§ Extracted records:
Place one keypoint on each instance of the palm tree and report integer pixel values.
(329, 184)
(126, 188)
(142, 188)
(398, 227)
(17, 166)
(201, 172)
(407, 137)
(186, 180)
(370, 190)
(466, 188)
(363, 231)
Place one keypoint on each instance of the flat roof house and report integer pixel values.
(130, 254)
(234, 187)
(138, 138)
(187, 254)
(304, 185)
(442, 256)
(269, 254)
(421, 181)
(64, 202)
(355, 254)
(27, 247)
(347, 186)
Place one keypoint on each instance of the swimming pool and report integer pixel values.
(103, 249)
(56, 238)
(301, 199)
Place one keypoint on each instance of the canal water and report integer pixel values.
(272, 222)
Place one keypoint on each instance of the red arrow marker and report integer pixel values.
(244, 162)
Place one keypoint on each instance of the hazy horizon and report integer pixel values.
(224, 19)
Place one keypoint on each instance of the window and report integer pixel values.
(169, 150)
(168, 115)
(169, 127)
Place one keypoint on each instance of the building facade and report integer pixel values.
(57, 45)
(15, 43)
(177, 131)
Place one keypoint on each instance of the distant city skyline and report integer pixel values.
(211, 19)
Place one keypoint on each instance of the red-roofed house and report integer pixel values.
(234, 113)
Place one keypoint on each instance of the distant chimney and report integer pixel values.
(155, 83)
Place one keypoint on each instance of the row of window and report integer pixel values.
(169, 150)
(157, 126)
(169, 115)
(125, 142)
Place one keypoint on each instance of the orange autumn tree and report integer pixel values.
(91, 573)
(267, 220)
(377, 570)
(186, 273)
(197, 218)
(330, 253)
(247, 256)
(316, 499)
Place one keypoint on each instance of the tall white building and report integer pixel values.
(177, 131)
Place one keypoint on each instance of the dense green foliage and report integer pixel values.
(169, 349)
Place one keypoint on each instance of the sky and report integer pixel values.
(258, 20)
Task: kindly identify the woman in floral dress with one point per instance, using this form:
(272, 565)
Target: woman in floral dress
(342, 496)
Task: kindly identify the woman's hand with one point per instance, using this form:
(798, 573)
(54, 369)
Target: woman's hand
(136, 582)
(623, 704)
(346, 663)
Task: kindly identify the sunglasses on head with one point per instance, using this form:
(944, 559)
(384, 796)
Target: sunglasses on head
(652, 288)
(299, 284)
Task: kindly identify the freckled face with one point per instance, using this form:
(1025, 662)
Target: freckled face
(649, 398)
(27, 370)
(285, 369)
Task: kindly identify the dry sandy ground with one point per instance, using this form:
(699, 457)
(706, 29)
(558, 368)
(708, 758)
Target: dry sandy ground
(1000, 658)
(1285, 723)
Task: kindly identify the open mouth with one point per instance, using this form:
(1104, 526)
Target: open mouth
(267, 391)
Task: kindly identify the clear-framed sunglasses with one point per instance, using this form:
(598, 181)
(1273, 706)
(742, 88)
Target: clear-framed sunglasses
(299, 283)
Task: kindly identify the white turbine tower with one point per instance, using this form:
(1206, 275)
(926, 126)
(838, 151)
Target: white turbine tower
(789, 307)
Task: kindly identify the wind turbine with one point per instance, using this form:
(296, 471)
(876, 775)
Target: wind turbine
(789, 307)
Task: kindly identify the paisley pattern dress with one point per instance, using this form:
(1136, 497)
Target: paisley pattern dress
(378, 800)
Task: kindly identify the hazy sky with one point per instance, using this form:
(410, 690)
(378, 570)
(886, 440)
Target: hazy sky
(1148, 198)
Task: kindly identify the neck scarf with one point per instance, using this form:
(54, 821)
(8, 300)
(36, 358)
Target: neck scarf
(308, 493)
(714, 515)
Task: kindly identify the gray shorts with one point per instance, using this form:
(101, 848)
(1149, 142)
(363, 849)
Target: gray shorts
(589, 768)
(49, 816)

§ Problem statement: Return the records exactly, every line included.

§ Answer section:
Place one keypoint on each instance of the palm tree and report integer pixel values.
(329, 184)
(126, 188)
(142, 188)
(398, 227)
(17, 166)
(201, 172)
(407, 137)
(186, 180)
(370, 190)
(466, 188)
(363, 231)
Place one keypoint on each instance of the flat roof house and report integer pixel values.
(130, 254)
(234, 187)
(138, 138)
(187, 254)
(304, 185)
(442, 256)
(269, 254)
(421, 181)
(64, 202)
(355, 254)
(27, 247)
(347, 186)
Place one keypoint on each instance of the swimming pool and report integer pixel values.
(103, 249)
(56, 238)
(301, 199)
Place one keypoint on each instance of the canal water and report integer pixel values.
(272, 222)
Place one keypoint on each instance of the red arrow marker and report integer pixel values.
(244, 162)
Place one keypoint on each instance of the hazy horizon and report integer pixel values.
(224, 19)
Place one keypoint on each instance of the window and report integer pixel values.
(169, 150)
(168, 115)
(169, 127)
Place one keypoint on each instance of the building facade and report integer pixel values.
(57, 45)
(15, 43)
(177, 131)
Place one keypoint on each instance of the distant city skyline and report integer pixel values.
(211, 19)
Place one keypoint on each instance of the red-roofed house and report integer pixel values.
(234, 113)
Place one keypoint on each instance of the distant chimney and report integer pixel values.
(155, 83)
Place one keypoint on each instance of the row of window and report integer pixel values.
(169, 150)
(157, 126)
(169, 115)
(125, 142)
Place one keypoint on each instance of the orange autumn tree and report integer pixel values.
(91, 573)
(267, 220)
(377, 570)
(186, 273)
(197, 218)
(330, 253)
(247, 256)
(316, 499)
Place one keypoint on each instance of the tall white building and report integer pixel values.
(177, 131)
Place one keypoint on each instance of the dense green foliage and report integer pixel values.
(169, 349)
Place one keypoint on each instance of the sky and report integer pixel values.
(258, 20)
Task: kindly identify the woman in floral dress with one point per instance, using this form:
(272, 565)
Target: woman in floral dress
(342, 496)
Task: kindly identify the woman's hand with one point per instance, using this form:
(798, 573)
(54, 369)
Target: woman's hand
(136, 582)
(623, 704)
(346, 663)
Task: kindly identify the sunglasses on head with one point per instance, using this form:
(944, 559)
(384, 796)
Target: sunglasses on head
(652, 288)
(299, 284)
Task: kindly identify the freckled face with one point per instance, using this form:
(1025, 662)
Target: freckled face
(649, 398)
(27, 370)
(285, 369)
Task: kindly identify the dry sandy ground with one point per instance, using this form:
(699, 457)
(706, 29)
(558, 368)
(708, 758)
Target: dry sandy ground
(1000, 658)
(1285, 723)
Task: kindly identify the open mouth with one point per instance, using this form:
(1104, 526)
Target: open mouth
(267, 391)
Task: kindly identify the clear-framed sunglasses with one point per instance, using this form:
(598, 181)
(1273, 706)
(742, 88)
Target: clear-framed sunglasses
(299, 283)
Task: kindly identify the white turbine tower with one point per instance, using this form:
(1206, 275)
(926, 126)
(838, 151)
Target: white turbine tower
(789, 307)
Task: kindly identify the wind turbine with one point per instance, using this form:
(296, 471)
(876, 775)
Target: wind turbine
(789, 307)
Task: kindly identify the paisley pattern dress with one point per instance, using this form:
(1136, 497)
Target: paisley pattern dress
(378, 800)
Task: kindly identify the hazy sky with one point per instance, using this form:
(410, 690)
(378, 570)
(886, 440)
Target: hazy sky
(1148, 198)
Task: kindly identify the neck scarf with one point per instance, using this form:
(54, 821)
(8, 300)
(36, 358)
Target: neck scarf
(308, 493)
(714, 515)
Task: kindly identify the gray shorts with one point per instance, using this form:
(101, 848)
(1149, 142)
(363, 849)
Target: gray shorts
(589, 768)
(49, 816)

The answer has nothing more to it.